::: Article
Any amendments and/or supplements to the terms in the already signed goods purchase and sale contracts must be completed before the goods are loaded onto transport means in , and be submitted together with the import goods declarations.

2.2. Condition (2): Payment for the whole value of the import goods lot must be made via bank in a currency agreed upon by the two parties

In cases where the payment for the whole value of the import goods lot is made via bank before the registration of the import goods declaration, the vouchers on payment for the goods lot must be submitted together with the declaration upon carrying out the import procedures to prove to the customs office that the purchaser has actually paid via bank for the whole value of the import goods lot.

In cases where the payment is made after the registration of the import goods declaration, the goods purchase and sale contract must clearly state the payment time limit and the purchaser must make a commitment with the customs office to additionally submit, upon payment, the payment vouchers to prove the actual via-bank payment for the whole value of the import goods lot to the customs office. The payment vouchers must conform

2.3. Condition (3): Importers pay value added tax (VAT) by deduction method. Upon carrying out the import procedures, importers must submit (once) to the customs offices (where the import procedures are carried out) copies of the registrations for VAT calculation by deduction method, which are consented by the tax offices where they have registered for tax payment (copies affixed with true-copy stamps of the importers).

3. In cases where import goods are on the list of goods subject to State management over their tax calculation prices, their tax calculation prices shall be the ones specified in the minimum price table. In cases where the import goods purchasing prices are higher than the prices specified in the minimum price table, the former shall apply to tax calculation.

4. In cases where import goods are not on the list of goods subject to State management over their tax calculation prices and fail to fully meet the conditions for the application of the tax calculation prices being the import goods purchasing prices as guided at Point 2 above, the customs offices of the localities where enterprises import goods shall base themselves on the methods of determining the tax calculation values of import goods according to the principles of the Agreement implementing Article 7 of the General Agreement on Tariff and Trade prescribed in the Governments Decree No. 60/2002/ND-CP of June 6, 2002 and guided in the Finance Ministrys Circular No. 118/2003/TT-BTC of December 8, 2003 to determine the tax calculation prices of import goods of Lao origin.
::::::
- _To be done_:
1) According to the import regulation, by what method must importers pay value added tax under Condition (3)?
2) List the three legal instruments that point 4 of the import regulation cites for determining tax calculation values.
3) Reproduce the import regulation between "Any amendments and/or" and "import goods lot.", inclusive.
::: Given data
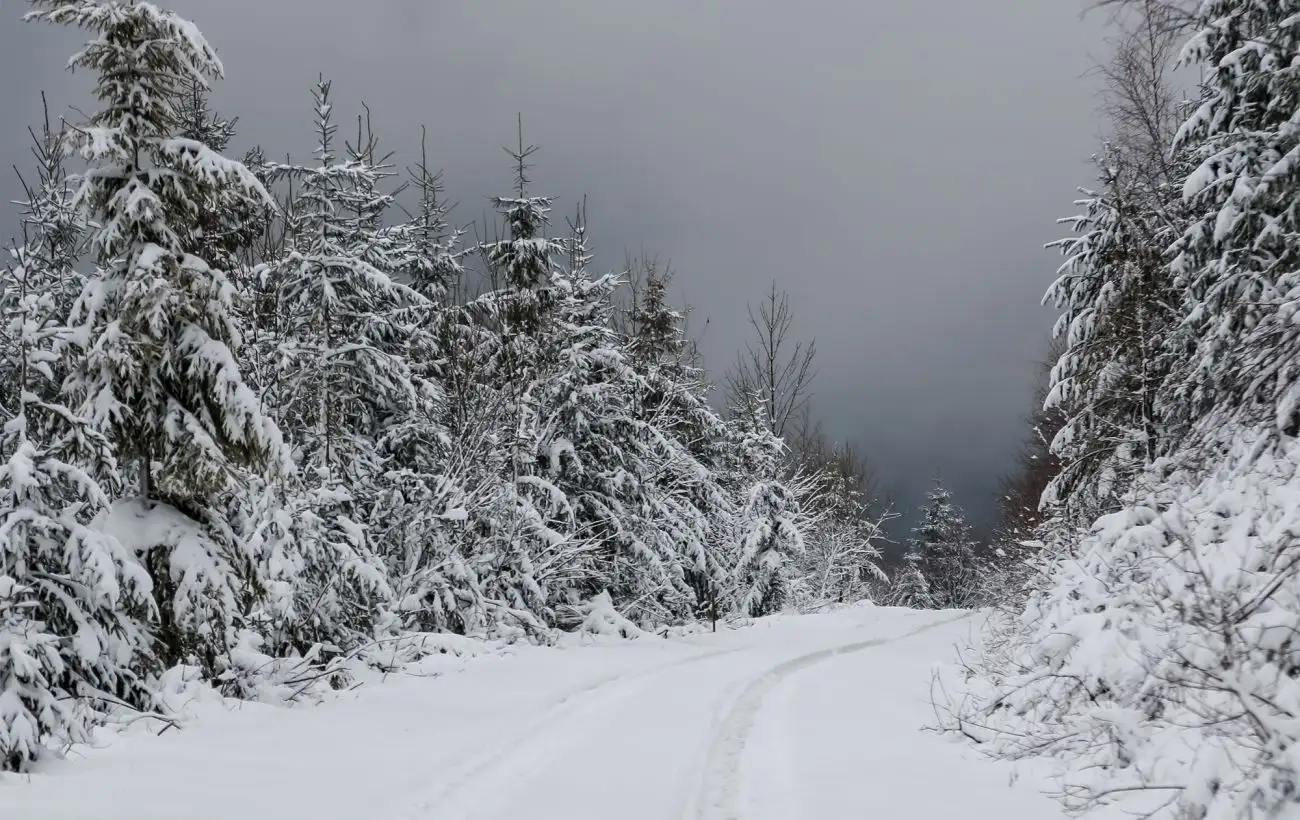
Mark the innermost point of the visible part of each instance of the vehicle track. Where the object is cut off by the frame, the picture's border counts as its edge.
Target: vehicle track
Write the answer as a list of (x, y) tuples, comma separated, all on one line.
[(719, 789), (494, 775)]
::::::
- _The solutions_:
1) By the deduction method.

2)
- The Agreement implementing Article 7 of the General Agreement on Tariff and Trade
- The Government's Decree No. 60/2002/ND-CP of June 6, 2002
- The Finance Ministry's Circular No. 118/2003/TT-BTC of December 8, 2003

3)
Any amendments and/or supplements to the terms in the already signed goods purchase and sale contracts must be completed before the goods are loaded onto transport means in , and be submitted together with the import goods declarations.

2.2. Condition (2): Payment for the whole value of the import goods lot must be made via bank in a currency agreed upon by the two parties

In cases where the payment for the whole value of the import goods lot is made via bank before the registration of the import goods declaration, the vouchers on payment for the goods lot must be submitted together with the declaration upon carrying out the import procedures to prove to the customs office that the purchaser has actually paid via bank for the whole value of the import goods lot.